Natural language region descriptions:

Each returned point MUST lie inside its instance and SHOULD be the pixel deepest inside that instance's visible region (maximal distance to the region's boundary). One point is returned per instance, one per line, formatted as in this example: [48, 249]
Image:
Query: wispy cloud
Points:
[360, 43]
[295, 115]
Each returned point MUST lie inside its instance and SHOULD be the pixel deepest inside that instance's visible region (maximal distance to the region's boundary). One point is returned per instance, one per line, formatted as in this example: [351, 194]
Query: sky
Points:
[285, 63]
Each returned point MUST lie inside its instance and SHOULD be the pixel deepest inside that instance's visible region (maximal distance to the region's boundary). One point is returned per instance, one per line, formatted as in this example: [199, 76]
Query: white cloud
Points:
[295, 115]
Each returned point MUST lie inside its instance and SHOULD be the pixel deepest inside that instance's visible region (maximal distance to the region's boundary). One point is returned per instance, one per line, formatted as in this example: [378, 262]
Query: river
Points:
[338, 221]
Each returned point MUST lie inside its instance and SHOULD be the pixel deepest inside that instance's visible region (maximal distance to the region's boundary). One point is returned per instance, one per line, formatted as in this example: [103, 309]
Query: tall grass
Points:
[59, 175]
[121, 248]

Work order: Each entry in the data must be copied exactly.

Exercise response:
Each returned point MUST lie inside its instance and SHOULD be the pixel deepest inside that instance's visible region (maximal distance to the region's boundary). One point is returned per instance, one per line, formatted as in this example: [48, 249]
Image:
Query: wispy cloud
Points:
[360, 43]
[295, 115]
Each returned point MUST lie inside its instance and SHOULD be the pixel deepest inside that instance's visible region (maximal distance to the region's boundary). One point is returned per instance, one per line, formatted as in this example: [351, 194]
Query: sky
Points:
[285, 63]
Each returned point MUST lie inside its instance and SHOULD be the pixel deepest inside that instance's visible region (maximal distance to the region's boundary). One point is returned per instance, one per line, formatted as in this example: [199, 76]
Query: white cloud
Points:
[295, 115]
Each returned point MUST lie inside its instance and SHOULD be the pixel deepest inside that instance's visible region (maximal distance to the region's boundary). One point is returned per instance, one per line, formatted as in this example: [378, 262]
Query: river
Points:
[338, 221]
Each returned point MUST lie inside its instance and SHOULD be the pixel deepest inside that instance's visible region (maximal distance to the region's boundary). One point is returned per instance, one per line, formatted as in this example: [103, 309]
Query: tall grass
Points:
[59, 175]
[121, 248]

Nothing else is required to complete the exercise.